RECORDS PROVIDED:
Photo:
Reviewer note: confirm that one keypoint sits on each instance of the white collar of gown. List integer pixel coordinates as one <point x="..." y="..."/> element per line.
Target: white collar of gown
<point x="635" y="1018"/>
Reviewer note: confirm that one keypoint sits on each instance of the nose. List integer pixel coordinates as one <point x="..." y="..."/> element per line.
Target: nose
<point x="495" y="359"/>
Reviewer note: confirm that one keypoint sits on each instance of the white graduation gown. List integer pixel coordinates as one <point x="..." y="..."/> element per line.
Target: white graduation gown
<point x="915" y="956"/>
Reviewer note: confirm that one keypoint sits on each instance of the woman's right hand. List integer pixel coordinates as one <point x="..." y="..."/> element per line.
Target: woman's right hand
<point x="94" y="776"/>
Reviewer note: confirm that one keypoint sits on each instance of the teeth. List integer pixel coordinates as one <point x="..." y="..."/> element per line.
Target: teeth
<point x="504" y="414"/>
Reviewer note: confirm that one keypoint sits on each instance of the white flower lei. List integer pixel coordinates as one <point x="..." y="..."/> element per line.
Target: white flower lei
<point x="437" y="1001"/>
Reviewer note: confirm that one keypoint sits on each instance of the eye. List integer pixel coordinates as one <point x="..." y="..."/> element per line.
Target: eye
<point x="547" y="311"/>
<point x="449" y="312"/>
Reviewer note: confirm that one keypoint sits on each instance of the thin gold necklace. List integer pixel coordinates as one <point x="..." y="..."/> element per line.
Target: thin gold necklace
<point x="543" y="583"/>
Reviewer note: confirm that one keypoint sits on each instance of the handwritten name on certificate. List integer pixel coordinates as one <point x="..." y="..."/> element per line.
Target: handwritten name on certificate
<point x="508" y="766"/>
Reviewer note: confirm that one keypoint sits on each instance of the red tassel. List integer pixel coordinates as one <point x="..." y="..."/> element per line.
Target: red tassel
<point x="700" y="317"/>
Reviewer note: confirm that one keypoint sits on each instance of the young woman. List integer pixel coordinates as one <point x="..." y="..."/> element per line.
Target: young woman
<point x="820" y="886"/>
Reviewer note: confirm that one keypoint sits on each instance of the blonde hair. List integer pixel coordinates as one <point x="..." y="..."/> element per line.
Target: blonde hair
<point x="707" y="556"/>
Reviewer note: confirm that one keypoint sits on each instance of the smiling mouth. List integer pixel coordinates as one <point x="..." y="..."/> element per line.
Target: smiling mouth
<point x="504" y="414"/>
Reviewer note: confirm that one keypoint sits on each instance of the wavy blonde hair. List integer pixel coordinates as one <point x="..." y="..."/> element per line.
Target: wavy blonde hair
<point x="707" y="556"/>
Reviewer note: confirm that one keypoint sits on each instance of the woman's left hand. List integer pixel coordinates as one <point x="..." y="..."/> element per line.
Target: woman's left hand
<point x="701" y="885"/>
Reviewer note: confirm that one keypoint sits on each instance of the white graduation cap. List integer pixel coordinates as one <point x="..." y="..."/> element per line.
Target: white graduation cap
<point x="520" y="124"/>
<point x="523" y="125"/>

PROBLEM DESCRIPTION: Rewrite the rows starting with the line containing "of the handwritten" and going on through the end of the rows, changing "blonde" to "fair" and keeping everything else the same.

RESPONSE TO THIS TASK:
Reviewer note: confirm that one keypoint sits on each instance of the handwritten name on certificate. List integer pixel coordinates as one <point x="..." y="..."/> element per line.
Target: handwritten name on certificate
<point x="508" y="766"/>
Reviewer note: confirm that one keypoint sits on each instance of the red tassel. List integer pixel coordinates as one <point x="..." y="..."/> element per line.
Target: red tassel
<point x="700" y="317"/>
Reviewer note: confirm that one keypoint sits on each instance of the young woman. List integer pixel coordinates as one <point x="..." y="..."/> element per line.
Target: young woman
<point x="820" y="886"/>
Reviewer note: confirm that one keypoint sits on each instance of the fair hair. List integer pixel coordinates as one <point x="..." y="..."/> element per line.
Target: fair hair
<point x="707" y="556"/>
Reviewer note: confirm that one keypoint sits on each instance of the smiling mouth. List integer pixel coordinates as one <point x="..." y="..."/> element per line.
Target: smiling mouth
<point x="504" y="414"/>
Reviewer note: confirm that one keypoint sits on each instance of the wavy fair hair. List integer pixel coordinates as one <point x="..." y="..."/> element per line.
Target: wavy fair hair
<point x="707" y="556"/>
Reviewer note: confirm that one keypoint sits on each instance of the woman's left hand. List integer pixel coordinates as one <point x="..." y="..."/> element per line.
Target: woman's left hand
<point x="701" y="885"/>
Reviewer note: confirm that one keypoint sits on each instance of the white graduation cap. List integer pixel coordinates as one <point x="..." y="..."/> element per line.
Target: white graduation cap
<point x="520" y="124"/>
<point x="523" y="125"/>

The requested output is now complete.